### Estratto
● ● ● ● ●

A piazza Bruno Buozzi, di fronte al Tribunale, avevano messo, nel 2000, la statua intitolata “La pace” di Duilio Cambellotti. Una scultura piccola ma gradevole, con una stilizzata figura che guidava l’aratro verso il tribunale. A me, tutto sommato e considerando le grandi menti dell’amministrazione, non dispiaceva. Avevo elaborato tutta la mia interpretazione di una pace che traccia il suo solco fruttifero verso la giustizia (parola impressa a chiare lettere sul fregio liscio del porticato di facciata del palazzo del tribunale). So bene che tra giustizia e legge c’è una grande differenza ma almeno era un messaggio positivo. O, meglio, per me lo era.
E infatti era troppo. Era un’interpretazione che proprio non stava nella testa di quelli là, quelli del consiglio Comunale. Pertanto, appena insediati, un segno lo dovevano pur dare di come stavano messi. Pensiamo alla giunta precedente che ha voluto essere ricordata ponendo quell’orrido dito in culo che è la cosiddetta scultura al centro dei portici dell’Intendenza di Finanza.
E allora via Cambellotti, via tutto. Adesso ci mettiamo la statua del Seminatore, recuperata dalla sede della Coldiretti. Così ho pensato che, almeno, volessero dare un messaggio diverso: “è giunta l’ora di seminare la giustiza per raggiungere l’uguaglianza”. Ma io sono povero e ingenuo. Infatti il Seminatore è posto con le terga verso il Tribunale. Non solo. Poiché è girato verso sinistra, non guarda in asse verso Piazza del Popolo, il Comune, viale Mazzini; guarda verso l’edicola.
Io ci ho provato a starmi zitto. A cercare di vedere l’aspetto positivo (ehm…), però mi rimbomba nella testa una sola idea. Ora ve la dico e poi ognuno per sé e Dio per tutti.
Quella statua è emblematica, il simbolo chiave della situazione attuale. Cosa è quel popolo che “doveva” coltivare la terra redenta, quel popolo fiero seminatore del fertile agro pontino sottratto alla palude? È un popolo che elegge politici servi di potentati o che costruiscono potentati per sé; perciò, dà le spalle alla Giustizia. È un popolo che vede in giunta comunale gente che non ha votato o che ha preso pochi voti con slogan tipo: “tutto è permesso tranne quello che è espressamente vietato dalla legge”. Cioè, più o meno, siccome non è vietato dalla legge fregarsene del prossimo - sbattersene se ai giardini pubblici i giochi sono distrutti, se nelle scuole ti devono chiedere un contributo per la carta igienica e i colori e, comunque, non puliscono né i cortili né i giardini circostanti, se non c’è un servizio di trasporti decente, se negli uffici pubblici si devono fare trafile ottocentesche (vedi mense scolastiche), se la città è sporca, se non c’è cura e interesse del bene comune - allora è permesso.

● ● ● ● ●

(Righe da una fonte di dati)
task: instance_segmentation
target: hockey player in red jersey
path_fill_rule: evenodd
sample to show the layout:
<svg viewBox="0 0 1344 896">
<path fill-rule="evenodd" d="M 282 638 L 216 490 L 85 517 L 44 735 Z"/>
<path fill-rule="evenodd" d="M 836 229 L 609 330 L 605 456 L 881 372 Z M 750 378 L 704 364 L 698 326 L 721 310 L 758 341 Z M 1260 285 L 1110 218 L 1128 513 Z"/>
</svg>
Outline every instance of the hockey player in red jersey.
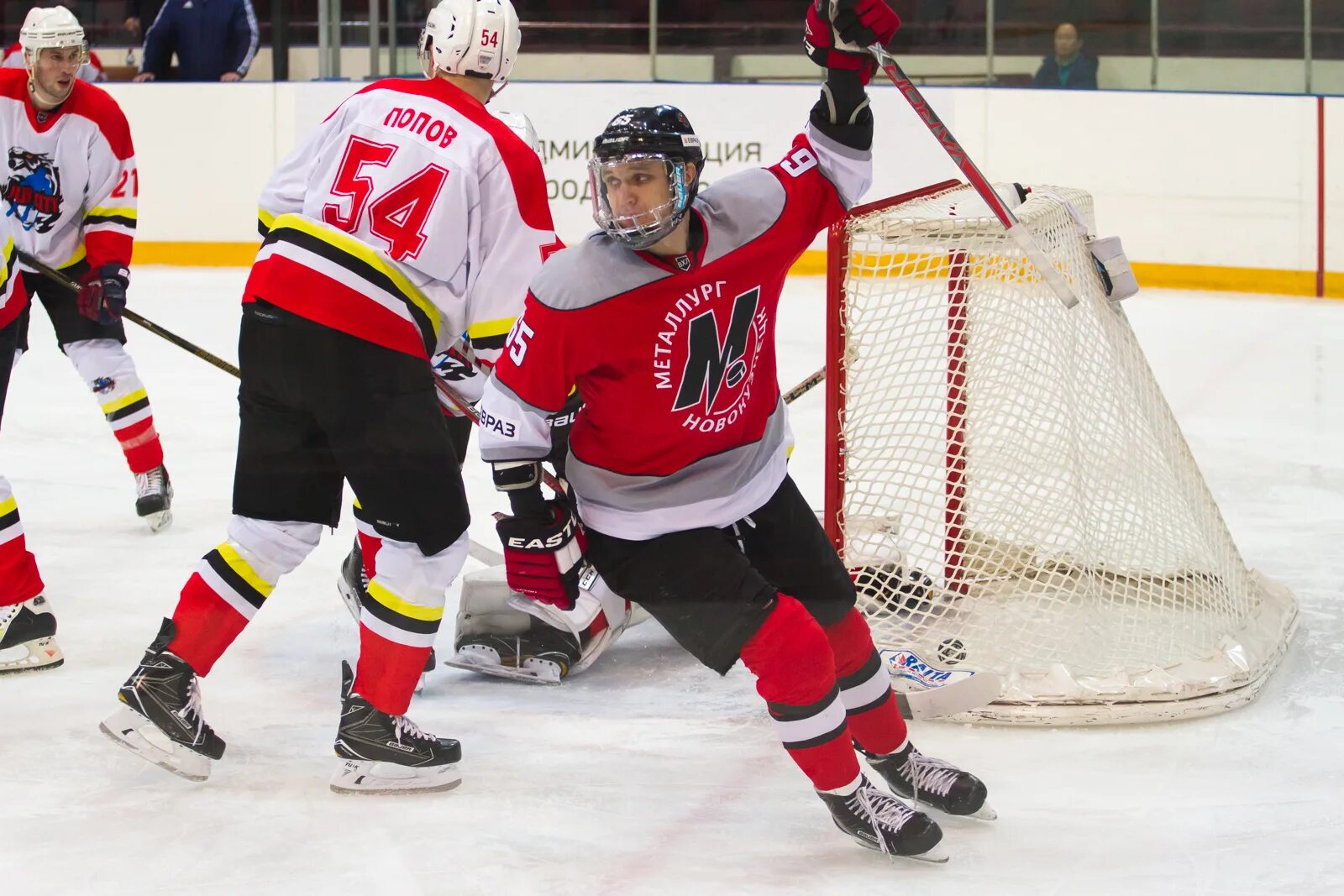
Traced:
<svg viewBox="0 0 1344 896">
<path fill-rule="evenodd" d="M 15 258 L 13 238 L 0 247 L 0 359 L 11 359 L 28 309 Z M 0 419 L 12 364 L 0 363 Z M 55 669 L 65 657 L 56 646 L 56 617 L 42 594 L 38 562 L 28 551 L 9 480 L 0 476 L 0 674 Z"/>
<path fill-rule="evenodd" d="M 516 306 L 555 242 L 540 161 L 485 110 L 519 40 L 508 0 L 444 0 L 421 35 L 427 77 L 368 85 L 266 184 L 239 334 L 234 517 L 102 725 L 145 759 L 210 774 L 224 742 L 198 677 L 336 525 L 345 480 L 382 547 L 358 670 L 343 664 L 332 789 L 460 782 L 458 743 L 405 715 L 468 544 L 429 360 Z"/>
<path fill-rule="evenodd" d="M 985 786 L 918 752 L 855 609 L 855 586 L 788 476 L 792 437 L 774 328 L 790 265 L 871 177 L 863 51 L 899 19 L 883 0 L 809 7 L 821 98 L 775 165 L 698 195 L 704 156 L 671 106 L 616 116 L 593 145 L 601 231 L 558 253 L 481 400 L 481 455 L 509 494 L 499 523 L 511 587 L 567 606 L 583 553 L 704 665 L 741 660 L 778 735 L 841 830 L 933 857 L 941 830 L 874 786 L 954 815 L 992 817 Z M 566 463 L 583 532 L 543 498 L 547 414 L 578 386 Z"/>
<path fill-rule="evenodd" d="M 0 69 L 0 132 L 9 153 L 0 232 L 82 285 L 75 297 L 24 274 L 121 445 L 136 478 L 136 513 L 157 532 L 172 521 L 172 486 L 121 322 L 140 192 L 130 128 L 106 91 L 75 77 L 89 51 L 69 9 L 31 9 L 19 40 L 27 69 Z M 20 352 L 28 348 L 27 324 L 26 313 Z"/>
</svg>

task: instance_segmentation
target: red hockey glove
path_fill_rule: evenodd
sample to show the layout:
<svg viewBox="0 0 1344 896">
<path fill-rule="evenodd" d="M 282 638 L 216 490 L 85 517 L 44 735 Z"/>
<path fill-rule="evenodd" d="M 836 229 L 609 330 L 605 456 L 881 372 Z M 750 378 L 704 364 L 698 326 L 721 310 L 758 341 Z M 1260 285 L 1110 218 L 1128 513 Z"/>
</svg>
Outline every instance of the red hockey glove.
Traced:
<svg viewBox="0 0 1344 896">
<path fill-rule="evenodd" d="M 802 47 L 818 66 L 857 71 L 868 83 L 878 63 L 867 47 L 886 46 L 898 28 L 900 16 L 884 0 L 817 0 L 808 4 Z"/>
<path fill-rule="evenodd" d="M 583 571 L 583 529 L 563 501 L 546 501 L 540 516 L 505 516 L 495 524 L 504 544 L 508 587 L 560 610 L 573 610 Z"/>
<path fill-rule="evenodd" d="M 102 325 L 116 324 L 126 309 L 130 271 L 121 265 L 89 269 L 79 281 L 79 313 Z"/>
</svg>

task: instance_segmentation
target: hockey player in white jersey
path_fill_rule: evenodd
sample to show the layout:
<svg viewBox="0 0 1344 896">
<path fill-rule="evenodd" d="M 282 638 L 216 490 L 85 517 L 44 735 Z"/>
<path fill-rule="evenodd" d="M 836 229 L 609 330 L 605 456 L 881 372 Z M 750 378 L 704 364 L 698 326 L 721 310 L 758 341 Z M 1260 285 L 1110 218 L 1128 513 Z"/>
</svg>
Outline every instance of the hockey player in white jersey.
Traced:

● ● ● ● ●

### Consegna A
Valuta se le affermazioni (i), (ii) e (iii) concordano con l'estratto sulle statue di piazza Bruno Buozzi. Per ognuna rispondi sì o no e riporta tra virgolette le parole dell'estratto che lo stabiliscono. (i) La statua di Cambellotti era stata collocata nel 2000. (ii) Il Seminatore è rivolto verso il Tribunale. (iii) La statua del Seminatore proviene dalla sede della Coldiretti.
### Consegna B
Riprendi l'estratto sulle statue di piazza Bruno Buozzi e proseguilo a partire dall'ultima frase.

### Risultato A
(i) Sì: "avevano messo, nel 2000, la statua intitolata “La pace” di Duilio Cambellotti".
(ii) No: "il Seminatore è posto con le terga verso il Tribunale".
(iii) Sì: "recuperata dalla sede della Coldiretti".

### Risultato B
Dunque il Seminatore dà le spalle (e il culo) al Tribunale. Inoltre distoglie lo sguardo da qualsiasi riferimento d’interesse pubblico (negando – negandosi - anche la matrice architettonica dell’asse Tribunale - viale Mazzini – Portici Intendenza di Finanza – Piazza del Popolo), rivolgendosi al bar e all’edicola. Mi sa che là davanti non ha più semi…
martedì 27 settembre 2011
LA FINE
La forza dominante che ha reso servizi inestimabili al paese, sconfiggendo la Bestia Trionfante del bolscevismo, gli antinterventisti e i fautori della lotta di classe, l’immobilismo di uno stato liberale incapace di mettere a frutto i risultati della Vittoria ha concluso, grazie all'efficienza e alla rapidità proprie solo del popolo pontino gloria fascista, la demolizione dell'immondo pontile eredità dell'esperienza straniera ed estranea all'orgoglio della nazione.
Grazie all'indefesso lavoro dei martiri del dovere, eroi del patriottismo, apostoli della civiltà e pionieri della croce, le soverchianti forze della natura sono state sconfitte e la luce imperitura della fu Littoria brilla nuovamente sulle cristalline acque del mare di Enea.
Viva Di Giorgi. Viva la Sogin. Dio è con noi, per la patria, per la famiglia, per la Vittoria.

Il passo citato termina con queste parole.